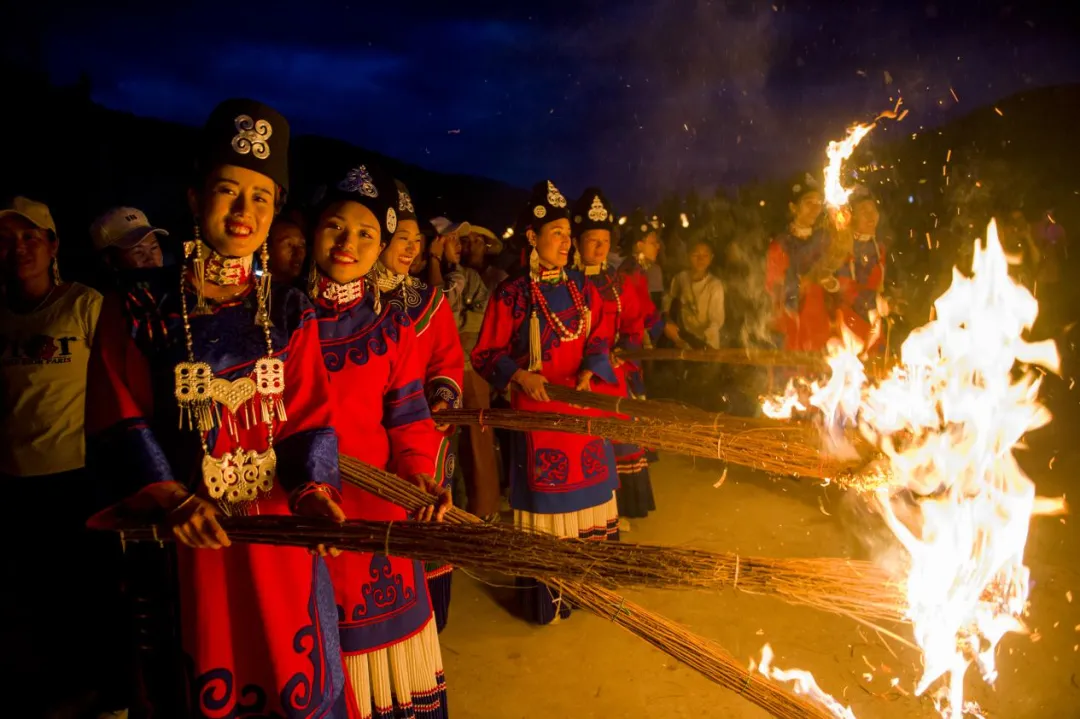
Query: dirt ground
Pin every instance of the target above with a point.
(499, 666)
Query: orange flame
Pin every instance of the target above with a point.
(946, 421)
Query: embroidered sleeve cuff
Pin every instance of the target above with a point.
(410, 464)
(311, 488)
(444, 389)
(601, 366)
(308, 457)
(504, 369)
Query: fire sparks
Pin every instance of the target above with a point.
(836, 194)
(802, 683)
(946, 421)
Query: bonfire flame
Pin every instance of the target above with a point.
(836, 194)
(946, 421)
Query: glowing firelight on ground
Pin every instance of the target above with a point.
(946, 421)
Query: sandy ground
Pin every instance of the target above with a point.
(499, 666)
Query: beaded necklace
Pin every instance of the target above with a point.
(237, 477)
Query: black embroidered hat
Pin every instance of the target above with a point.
(405, 208)
(636, 229)
(547, 204)
(804, 184)
(247, 134)
(361, 180)
(592, 212)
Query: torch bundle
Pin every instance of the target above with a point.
(786, 449)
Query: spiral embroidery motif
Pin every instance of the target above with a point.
(252, 137)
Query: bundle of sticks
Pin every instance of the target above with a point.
(663, 411)
(733, 356)
(849, 587)
(786, 449)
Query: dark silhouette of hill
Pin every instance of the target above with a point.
(62, 148)
(58, 146)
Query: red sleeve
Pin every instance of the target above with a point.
(775, 270)
(306, 444)
(597, 355)
(503, 316)
(446, 364)
(414, 442)
(122, 451)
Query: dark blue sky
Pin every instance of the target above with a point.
(638, 96)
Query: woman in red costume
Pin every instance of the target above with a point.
(862, 275)
(238, 360)
(439, 354)
(369, 347)
(547, 325)
(800, 313)
(623, 298)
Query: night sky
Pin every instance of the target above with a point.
(639, 96)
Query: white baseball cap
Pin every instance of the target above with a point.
(31, 209)
(444, 226)
(121, 227)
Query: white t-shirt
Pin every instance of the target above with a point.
(701, 306)
(43, 360)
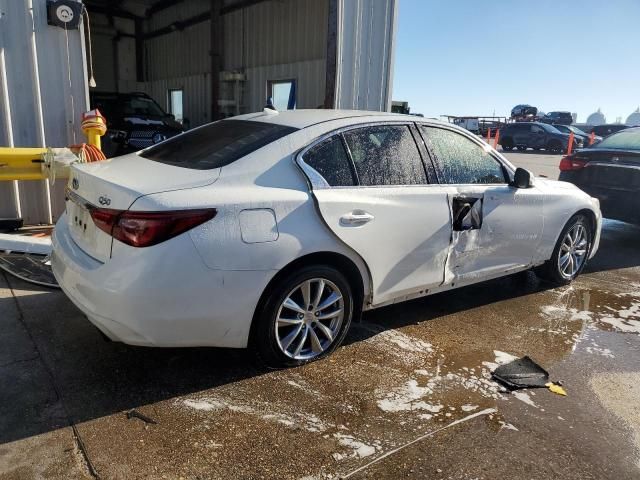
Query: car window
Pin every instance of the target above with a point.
(330, 159)
(216, 144)
(386, 155)
(625, 140)
(461, 160)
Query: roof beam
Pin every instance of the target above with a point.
(161, 5)
(239, 6)
(111, 11)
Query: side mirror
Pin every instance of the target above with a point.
(522, 178)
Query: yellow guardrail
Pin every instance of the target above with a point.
(43, 163)
(22, 163)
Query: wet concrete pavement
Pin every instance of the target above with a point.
(408, 396)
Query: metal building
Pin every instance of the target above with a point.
(199, 59)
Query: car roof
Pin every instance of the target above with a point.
(306, 118)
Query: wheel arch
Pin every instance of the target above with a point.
(590, 214)
(358, 280)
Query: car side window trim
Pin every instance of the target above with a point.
(318, 181)
(507, 172)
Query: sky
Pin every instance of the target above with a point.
(470, 57)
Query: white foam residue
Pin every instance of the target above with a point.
(624, 325)
(524, 397)
(561, 312)
(360, 449)
(408, 397)
(265, 411)
(407, 348)
(503, 357)
(507, 426)
(204, 405)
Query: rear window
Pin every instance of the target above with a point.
(216, 145)
(625, 140)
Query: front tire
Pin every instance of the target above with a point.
(305, 317)
(570, 253)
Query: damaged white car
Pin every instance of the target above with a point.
(275, 231)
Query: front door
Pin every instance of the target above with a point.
(496, 227)
(373, 192)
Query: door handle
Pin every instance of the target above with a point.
(357, 217)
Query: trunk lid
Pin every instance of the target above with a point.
(116, 184)
(611, 169)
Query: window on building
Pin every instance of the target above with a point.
(386, 155)
(175, 104)
(330, 159)
(461, 160)
(283, 94)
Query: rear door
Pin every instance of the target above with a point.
(496, 228)
(373, 191)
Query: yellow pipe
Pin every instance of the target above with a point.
(93, 137)
(21, 163)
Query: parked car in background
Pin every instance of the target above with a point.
(609, 171)
(523, 112)
(561, 118)
(608, 129)
(134, 121)
(584, 136)
(536, 135)
(275, 231)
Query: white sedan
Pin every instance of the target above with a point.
(275, 231)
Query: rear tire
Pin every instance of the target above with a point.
(570, 254)
(287, 333)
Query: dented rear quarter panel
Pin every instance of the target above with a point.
(266, 179)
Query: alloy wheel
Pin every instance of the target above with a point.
(573, 251)
(309, 319)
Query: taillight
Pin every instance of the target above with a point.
(143, 229)
(569, 163)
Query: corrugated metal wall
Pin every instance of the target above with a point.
(268, 41)
(41, 99)
(366, 42)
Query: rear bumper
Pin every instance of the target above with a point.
(160, 296)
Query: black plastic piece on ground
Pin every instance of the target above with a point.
(521, 373)
(10, 224)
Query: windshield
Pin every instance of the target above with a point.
(624, 140)
(142, 107)
(216, 144)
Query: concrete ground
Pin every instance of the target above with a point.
(408, 396)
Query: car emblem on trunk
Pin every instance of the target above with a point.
(159, 137)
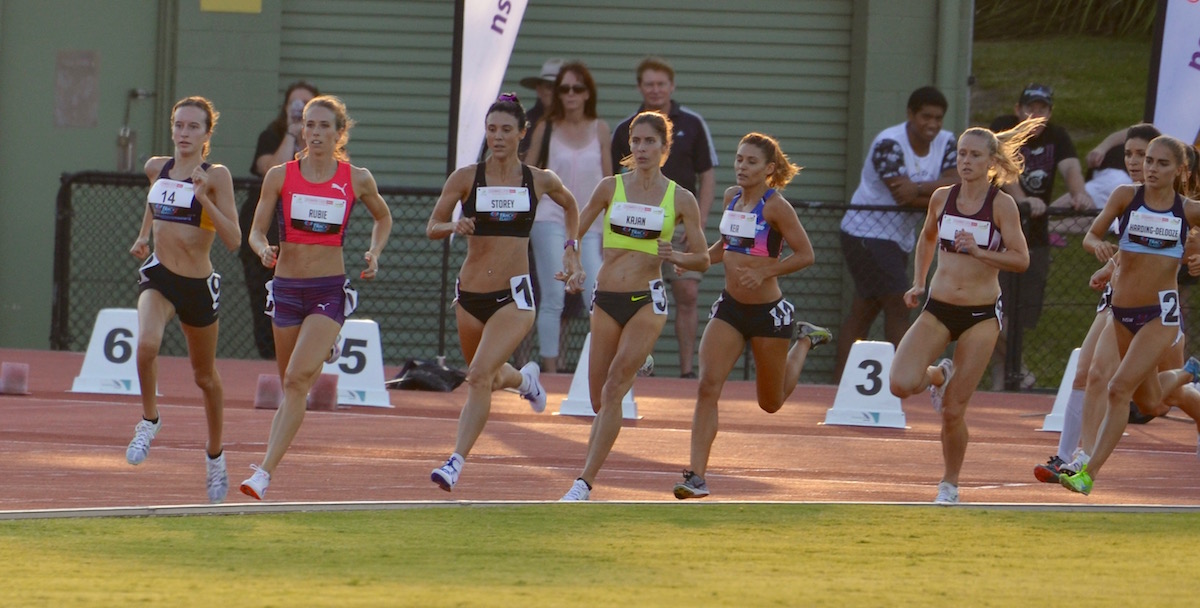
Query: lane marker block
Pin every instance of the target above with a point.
(864, 397)
(111, 363)
(1054, 420)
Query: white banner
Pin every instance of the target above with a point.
(1176, 112)
(489, 31)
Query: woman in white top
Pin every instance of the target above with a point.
(579, 154)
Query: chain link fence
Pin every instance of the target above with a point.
(99, 215)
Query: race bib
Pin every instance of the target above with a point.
(659, 296)
(522, 292)
(952, 226)
(502, 199)
(636, 221)
(738, 224)
(1155, 230)
(1169, 307)
(317, 214)
(172, 193)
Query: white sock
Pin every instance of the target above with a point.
(1072, 425)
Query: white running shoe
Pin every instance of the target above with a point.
(577, 493)
(647, 367)
(947, 494)
(335, 353)
(537, 395)
(447, 475)
(256, 486)
(936, 393)
(217, 480)
(143, 434)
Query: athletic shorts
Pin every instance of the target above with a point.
(196, 300)
(622, 306)
(291, 300)
(1135, 318)
(766, 320)
(880, 266)
(961, 318)
(484, 305)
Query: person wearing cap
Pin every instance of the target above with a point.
(544, 85)
(1049, 152)
(690, 164)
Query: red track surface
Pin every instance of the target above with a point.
(64, 450)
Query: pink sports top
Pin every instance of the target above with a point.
(315, 214)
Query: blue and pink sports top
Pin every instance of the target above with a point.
(315, 214)
(174, 200)
(1158, 233)
(748, 232)
(981, 223)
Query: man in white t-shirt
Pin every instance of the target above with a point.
(906, 163)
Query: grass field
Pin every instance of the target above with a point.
(676, 554)
(1099, 86)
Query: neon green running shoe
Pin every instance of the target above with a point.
(1080, 482)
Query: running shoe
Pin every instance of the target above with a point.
(216, 479)
(447, 475)
(647, 367)
(335, 351)
(947, 494)
(1080, 482)
(535, 395)
(693, 486)
(143, 434)
(1049, 471)
(816, 335)
(936, 393)
(579, 492)
(1193, 367)
(256, 486)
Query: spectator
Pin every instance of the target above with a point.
(906, 163)
(573, 143)
(544, 85)
(277, 144)
(690, 164)
(1050, 149)
(1105, 172)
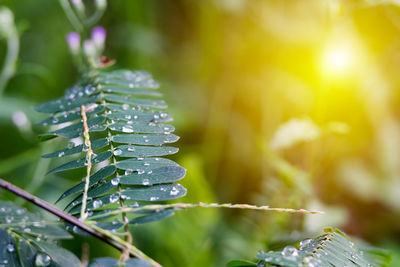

- **Request**
Please swap "Pin every instance" for "Mark each instance" wherever it occurs and write out all the records above again with nothing else changed. Leave the pictures out of your answer.

- **Answer to the problem**
Query: dirt ground
Mark each instance of the target above with a point.
(499, 666)
Query: orange flame
Mark each instance of the target above with a point.
(946, 421)
Query: embroidered sleeve cuff
Mark each instance of the target above with a point.
(410, 464)
(311, 488)
(444, 389)
(601, 366)
(308, 457)
(504, 369)
Query: fire sparks
Mark each instance of the target above with a point.
(836, 194)
(802, 683)
(946, 421)
Query: bonfire flame
Mark each instance of the target above with a point.
(836, 194)
(946, 421)
Query: glowing firelight on ground
Mark each instance of the target above with a point.
(946, 421)
Query: sandy ground
Mark each instance of the target above with a point.
(499, 666)
Query: beaded necklace
Mark each instance of the target above with a point.
(237, 477)
Query: black embroidered hat
Mark each instance of the target above with a point.
(405, 208)
(636, 229)
(547, 204)
(804, 184)
(247, 134)
(361, 180)
(592, 212)
Query: torch bundle
Mark each instance of the target above with a point.
(786, 449)
Query: spiral embroidery motif
Mark each instance of the target above with a point.
(252, 137)
Query: bundle of sticks
Mark each instance of the target above with a point.
(663, 411)
(733, 356)
(849, 587)
(786, 449)
Query: dark silhouette of hill
Mark each instance of the target above with a point.
(62, 148)
(58, 146)
Query: red sleeve
Mark each instance of the target above with a point.
(775, 270)
(306, 444)
(597, 355)
(503, 316)
(446, 364)
(414, 442)
(122, 451)
Query: dark blue sky
Mark each instance of the target above with a point.
(638, 96)
Query: woman in red costume
Mark each instance of the target above with a point.
(862, 275)
(238, 360)
(439, 354)
(369, 347)
(547, 325)
(800, 313)
(623, 298)
Query: night sky
Mark each instance of the target above with a point.
(639, 96)
Query: white baseball cap
Mark each instance of the target above with a point.
(31, 209)
(444, 226)
(121, 227)
Query: white t-shirt
Mark each instance of the target above with a point.
(701, 306)
(43, 360)
Query: car window
Mark each instance of the target above with a point.
(330, 159)
(216, 144)
(386, 155)
(625, 140)
(461, 160)
Query: roof beam
Mark each instance of the target above with a point.
(161, 5)
(239, 6)
(111, 11)
Query: side mirror
Mark each instance of the target above with a point.
(522, 178)
Query: yellow guardrail
Mark each instance of the target above with a point.
(43, 163)
(22, 163)
Query: wet concrete pavement
Mark each instance of the target above with a point.
(408, 396)
Query: metal building
Mark each instance of the target above with a point.
(199, 59)
Query: car roof
Mark each instance of the target above with a point.
(306, 118)
Query: wheel arch
Mark each instance of the target above with a point.
(590, 214)
(358, 280)
Query: car side window trim
Mark each instance of the target above with a point.
(318, 181)
(507, 172)
Query: sky
Mark each instance of the target above with a point.
(470, 57)
Query: white foam residue
Mark each instance of the target above with a point.
(624, 325)
(524, 397)
(561, 312)
(360, 449)
(408, 397)
(265, 411)
(407, 348)
(503, 357)
(507, 426)
(204, 405)
Query: rear window
Mark each instance of the target above with a point.
(216, 145)
(625, 140)
Query: front tire
Mark each instance of the target above with a point.
(305, 317)
(570, 253)
Query: damaged white car
Mark each instance of the target above with a point.
(275, 231)
Query: front door
Mark each instance of the target above with a point.
(496, 227)
(373, 192)
Query: door handle
Mark each instance of the target above with a point.
(357, 217)
Query: trunk lid
Mark each instance of the target above with a point.
(116, 184)
(611, 169)
Query: window on building
Mark each instance of the target above with a point.
(386, 155)
(175, 104)
(330, 159)
(461, 160)
(283, 94)
Query: rear door
Mark each instance of the target above with a point.
(496, 228)
(373, 191)
Query: yellow pipe
Mark each instance of the target above with a point.
(93, 137)
(21, 163)
Query: parked car in background
Mark each instance of the target above with a point.
(609, 171)
(523, 112)
(561, 118)
(608, 129)
(134, 121)
(584, 136)
(536, 135)
(275, 231)
Query: white sedan
Mark each instance of the target above with a point.
(275, 231)
Query: rear tire
Mark each instance of the target above with a point.
(570, 254)
(287, 333)
Query: dented rear quarter panel
Mark each instance of the target above with a point.
(266, 179)
Query: alloy wheel
Mark each instance of the target above with a point.
(573, 251)
(309, 319)
Query: taillight
Mark each instance of the target above with a point.
(143, 229)
(569, 163)
Query: corrugated metal wall
Mark each instance of the target above with a point.
(268, 41)
(41, 99)
(366, 42)
Query: rear bumper
Mark each instance of the target above with a point.
(160, 296)
Query: black plastic piece on ground
Mark each instance of the target above with a point.
(521, 373)
(10, 224)
Query: windshield
Mark each instance of the target above with a point.
(624, 140)
(142, 107)
(216, 144)
Query: concrete ground
Mark each instance of the target above with a point.
(408, 396)
Query: car emblem on trunk
Mark each instance of the target above with a point.
(159, 137)
Query: lane marker block
Mark each instance of the target above with a point.
(864, 397)
(111, 363)
(1054, 420)
Query: white banner
Mark each instance of the target above with a point.
(1176, 112)
(489, 31)
Query: woman in white top
Mark each instance of the target above with a point.
(579, 154)
Query: chain link fence
Mark each instance of the target above with a point.
(99, 215)
Query: race bib
Mark each instance of the target above with a point.
(659, 296)
(522, 292)
(952, 226)
(502, 199)
(636, 221)
(738, 224)
(1155, 230)
(1169, 307)
(317, 214)
(172, 193)
Query: white sock
Mark each instance of the target above with a point.
(1072, 425)
Query: white running shoe
Mark each instance of the target above with a point.
(577, 493)
(647, 367)
(947, 494)
(335, 353)
(537, 395)
(447, 475)
(256, 486)
(936, 393)
(217, 480)
(143, 434)
Query: athletic shorts
Mark each instance of the target above with a point.
(196, 300)
(622, 306)
(291, 300)
(1135, 318)
(766, 320)
(880, 266)
(961, 318)
(484, 305)
Query: person wearing cap
Mark each instance of the target above with a point.
(544, 85)
(1049, 152)
(690, 164)
Query: red track surface
Mark each instance of the target above with a point.
(64, 450)
Query: pink sports top
Mark each instance of the target above with a point.
(315, 214)
Query: blue and pink sports top
Mark each instance of the target above with a point.
(315, 214)
(174, 200)
(1158, 233)
(748, 232)
(981, 223)
Query: man in white t-shirt
Mark each instance of the target above with a point.
(906, 163)
Query: grass field
Mark each instance of the target above with a point.
(676, 554)
(1099, 86)
Query: neon green running shoe
Mark each instance of the target above with a point.
(1080, 482)
Query: running shoe
Mark each instance of the target above with a point.
(216, 479)
(447, 475)
(647, 367)
(335, 351)
(947, 494)
(1080, 482)
(535, 395)
(693, 486)
(143, 434)
(1049, 471)
(816, 335)
(936, 393)
(579, 492)
(1193, 367)
(256, 486)
Query: spectator
Mark each instance of the target above with a point.
(906, 163)
(573, 143)
(544, 85)
(277, 144)
(690, 164)
(1050, 149)
(1105, 172)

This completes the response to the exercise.